*EXTRACT TO READ*:
start
Hating Jews. under the guise of hating the colonialist apartheid genocidal oppressor State of Israel, has become the new fashion accessory of the righteous left. The hard right was caught off guard, finding itself outflanked in its hatred of Jews (who have their own space laser and will not replace them). What to do? Open a new Overton Window!
This week Tucker Carlson, the former Fox News star who now hosts one of America’s top podcasts, had an apologist for Adolf Hitler on his show. Darryl Cooper, who runs a history podcast (and newsletter) called “Martyr Made,” considers Winston Churchill, not Hitler, the chief villain of World War II. In a social media post that he’s since deleted, Cooper argued that a Paris occupied by the Nazis was “infinitely preferable in virtually every way” to the city on display during the opening ceremony of the recent Summer Olympics, where a drag queen performance infuriated the right. On his show, Carlson introduced Cooper to listeners as “the most important popular historian working in the United States today.”
end
*OBJECTIVES*:
• 1. According to the extract, what is the name of the history podcast that Darryl Cooper runs?
• 2. Collect every line of the entries that contains the string "oxygen". Case counts.
The entries that follow are unrelated to the extract.

*RECORD EXCERPTS*:
start
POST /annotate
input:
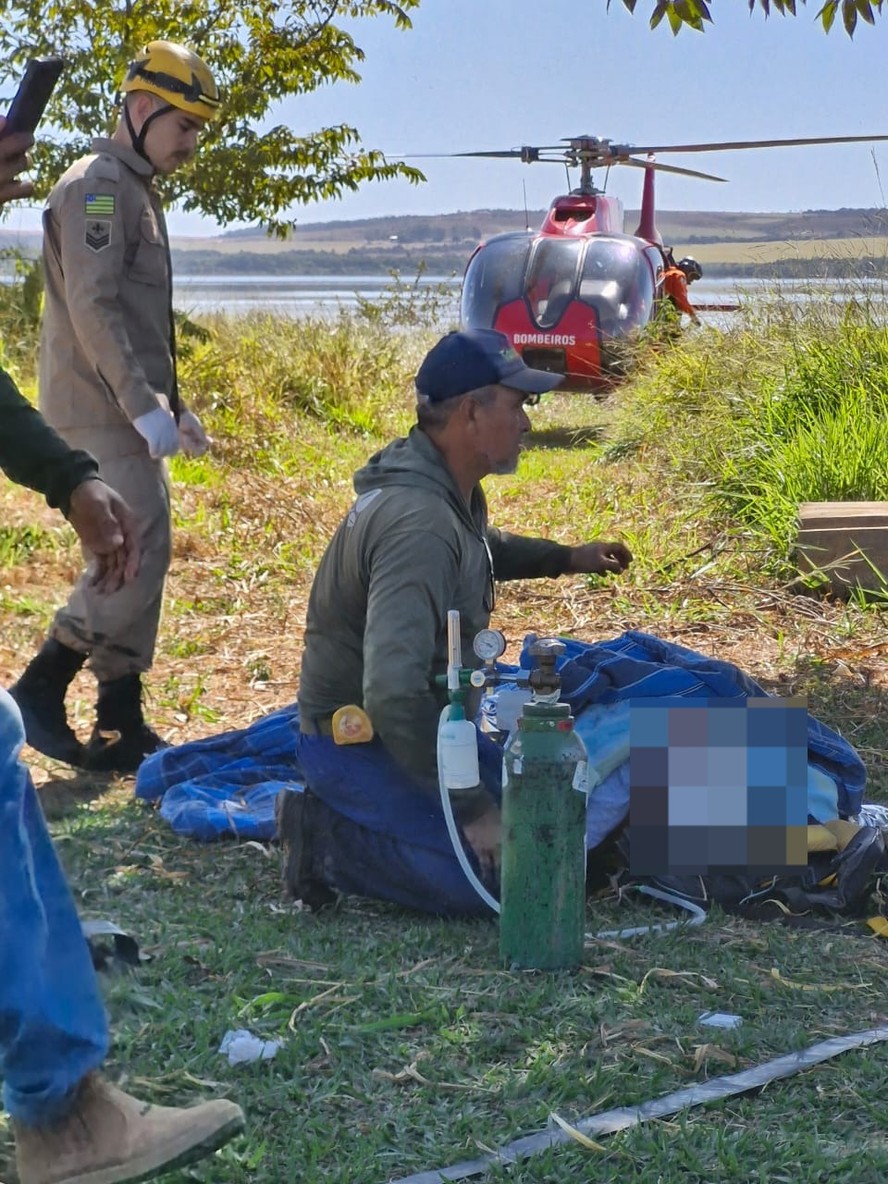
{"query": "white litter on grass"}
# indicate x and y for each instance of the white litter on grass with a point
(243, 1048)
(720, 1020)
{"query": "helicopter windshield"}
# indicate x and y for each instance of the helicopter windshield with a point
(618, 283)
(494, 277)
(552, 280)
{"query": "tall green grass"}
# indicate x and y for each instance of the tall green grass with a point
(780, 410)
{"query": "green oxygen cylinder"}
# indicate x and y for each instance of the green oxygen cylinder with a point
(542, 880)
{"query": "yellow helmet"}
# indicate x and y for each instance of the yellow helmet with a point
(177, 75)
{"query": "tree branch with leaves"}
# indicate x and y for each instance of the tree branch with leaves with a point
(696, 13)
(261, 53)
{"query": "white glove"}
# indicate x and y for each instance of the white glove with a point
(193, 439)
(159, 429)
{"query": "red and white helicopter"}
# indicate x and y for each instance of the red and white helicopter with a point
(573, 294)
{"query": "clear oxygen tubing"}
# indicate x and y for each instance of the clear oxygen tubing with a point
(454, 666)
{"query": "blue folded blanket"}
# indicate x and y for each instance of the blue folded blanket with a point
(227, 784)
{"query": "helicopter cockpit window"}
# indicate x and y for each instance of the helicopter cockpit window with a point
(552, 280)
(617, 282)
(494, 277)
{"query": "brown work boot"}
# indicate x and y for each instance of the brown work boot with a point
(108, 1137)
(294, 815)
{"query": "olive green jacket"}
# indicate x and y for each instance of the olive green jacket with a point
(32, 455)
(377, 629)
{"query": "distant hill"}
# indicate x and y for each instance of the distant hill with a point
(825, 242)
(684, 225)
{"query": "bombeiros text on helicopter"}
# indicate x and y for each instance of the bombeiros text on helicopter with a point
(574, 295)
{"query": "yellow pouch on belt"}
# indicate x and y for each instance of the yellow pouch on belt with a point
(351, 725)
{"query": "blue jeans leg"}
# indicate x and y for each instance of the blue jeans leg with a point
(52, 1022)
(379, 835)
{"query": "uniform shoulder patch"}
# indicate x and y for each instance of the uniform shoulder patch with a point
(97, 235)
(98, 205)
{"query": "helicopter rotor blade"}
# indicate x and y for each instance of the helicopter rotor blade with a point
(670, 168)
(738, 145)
end
*SOLUTIONS TO THE EXERCISE*:
• 1. "Martyr Made"

• 2.
{"query": "green oxygen cylinder"}
# indicate x and y for each instance of the green oxygen cylinder with a point
{"query": "clear oxygen tubing"}
# indicate x and y for each instance of the clear oxygen tubing with a point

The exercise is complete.